Supplied passage:
----

This question takes the factorisation of a polynomial $p(x)=q(x)r(x)$, where $p$ (and for my purpose here $q$ and $r$) have integer coefficients and asks if the maximum absolute value of the coefficients of $q,r$ can ever be greater than the maximum absolute value of the coefficients of $p$.
That is answered by a factor of $x^{105}-1$ which has a coefficient of absolute value $2$ and there are other examples of higher degree amongst the cyclotomic polynomials.
Also note that $x^4+1=(x^2+1)^2-2x^2$ has the factorisation $(x^2+\sqrt 2 x + 1)(x^2-\sqrt 2 x +1)$ which isn't integral, but does suggest that lower degree examples may exist.
But what is the lowest degree of an integer polynomial where $q,r$ have integer coefficients which are not bounded by the maximum absolute value of the original polynomial?
(apologies for the clumsy explanation - I couldn't find a neater way to ask what I wanted).

----

(Pointing records)
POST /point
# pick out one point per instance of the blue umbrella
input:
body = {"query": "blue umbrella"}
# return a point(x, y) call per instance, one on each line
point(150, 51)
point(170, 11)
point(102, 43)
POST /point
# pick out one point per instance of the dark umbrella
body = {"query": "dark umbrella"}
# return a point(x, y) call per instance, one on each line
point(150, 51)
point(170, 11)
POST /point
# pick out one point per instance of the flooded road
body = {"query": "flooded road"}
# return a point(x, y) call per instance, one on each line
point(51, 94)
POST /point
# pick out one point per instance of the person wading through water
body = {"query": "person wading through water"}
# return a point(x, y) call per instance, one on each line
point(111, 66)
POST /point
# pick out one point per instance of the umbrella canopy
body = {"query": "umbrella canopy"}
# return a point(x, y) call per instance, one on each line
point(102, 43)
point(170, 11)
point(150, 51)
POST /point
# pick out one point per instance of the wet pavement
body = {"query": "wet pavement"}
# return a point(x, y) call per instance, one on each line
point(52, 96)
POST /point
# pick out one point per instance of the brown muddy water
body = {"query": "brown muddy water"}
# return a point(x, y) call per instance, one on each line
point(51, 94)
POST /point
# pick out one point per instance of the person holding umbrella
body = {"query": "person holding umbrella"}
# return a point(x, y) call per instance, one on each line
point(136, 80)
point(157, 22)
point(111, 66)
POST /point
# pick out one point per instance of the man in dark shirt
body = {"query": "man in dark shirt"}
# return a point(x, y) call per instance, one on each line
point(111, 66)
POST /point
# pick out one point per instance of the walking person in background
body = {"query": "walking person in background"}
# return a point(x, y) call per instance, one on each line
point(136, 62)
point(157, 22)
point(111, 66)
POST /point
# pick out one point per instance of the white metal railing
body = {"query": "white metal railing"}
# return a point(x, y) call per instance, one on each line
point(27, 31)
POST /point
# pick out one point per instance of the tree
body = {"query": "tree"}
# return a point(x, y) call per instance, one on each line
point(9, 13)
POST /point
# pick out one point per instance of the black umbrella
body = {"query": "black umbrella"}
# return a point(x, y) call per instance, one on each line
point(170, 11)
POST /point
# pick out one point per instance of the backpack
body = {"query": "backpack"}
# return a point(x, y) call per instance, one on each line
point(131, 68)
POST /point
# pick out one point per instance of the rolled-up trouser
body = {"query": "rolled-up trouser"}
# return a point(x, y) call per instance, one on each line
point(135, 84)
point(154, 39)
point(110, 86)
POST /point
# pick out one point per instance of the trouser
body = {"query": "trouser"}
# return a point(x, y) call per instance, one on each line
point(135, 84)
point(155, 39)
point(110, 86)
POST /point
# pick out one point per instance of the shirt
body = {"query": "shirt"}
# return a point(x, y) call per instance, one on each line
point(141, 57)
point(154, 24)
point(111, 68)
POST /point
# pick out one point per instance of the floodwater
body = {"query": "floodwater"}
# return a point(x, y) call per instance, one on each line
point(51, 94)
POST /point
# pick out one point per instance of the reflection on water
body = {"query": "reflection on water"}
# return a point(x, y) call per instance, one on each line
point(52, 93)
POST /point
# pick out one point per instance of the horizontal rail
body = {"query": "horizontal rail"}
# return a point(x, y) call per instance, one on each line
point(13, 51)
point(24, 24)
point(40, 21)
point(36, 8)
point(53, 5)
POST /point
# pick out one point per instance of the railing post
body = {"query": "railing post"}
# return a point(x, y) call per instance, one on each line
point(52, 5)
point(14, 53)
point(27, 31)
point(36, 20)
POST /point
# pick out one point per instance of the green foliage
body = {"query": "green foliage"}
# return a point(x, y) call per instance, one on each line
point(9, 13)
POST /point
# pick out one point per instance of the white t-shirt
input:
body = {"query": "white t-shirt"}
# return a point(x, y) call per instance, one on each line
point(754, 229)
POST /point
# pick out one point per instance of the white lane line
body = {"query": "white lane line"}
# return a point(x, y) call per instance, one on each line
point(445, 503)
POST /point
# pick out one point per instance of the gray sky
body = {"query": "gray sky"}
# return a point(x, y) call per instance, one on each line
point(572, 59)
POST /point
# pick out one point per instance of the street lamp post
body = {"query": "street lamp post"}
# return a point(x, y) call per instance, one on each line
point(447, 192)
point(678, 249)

----

Stated goal 1: Translate this sentence from the polynomial factorization question into Spanish: "But what is the lowest degree of an integer polynomial where $q,r$ have integer coefficients which are not bounded by the maximum absolute value of the original polynomial?"
Stated goal 2: Pick up the polynomial factorization question after its final sentence and write the next few lines.

Written reply 1: Pero ¿cuál es el grado mínimo de un polinomio entero en el que $q,r$ tienen coeficientes enteros que no están acotados por el valor absoluto máximo del polinomio original?

Written reply 2:
I supposed that @Ewan Delanoy's example were minimal, and on trying to prove that, I found the following very similar degree-3 factorization: $$X^3-X^2-X+1 = (X^2-2X+1)(X+1)$$ which must be minimal because at least one factor must have degree at least $2$ because the leading and trailing coeffs of the factors are bounded by those of the product.
Kudos go to Ewan, as without his example, I would not have constructed the other one.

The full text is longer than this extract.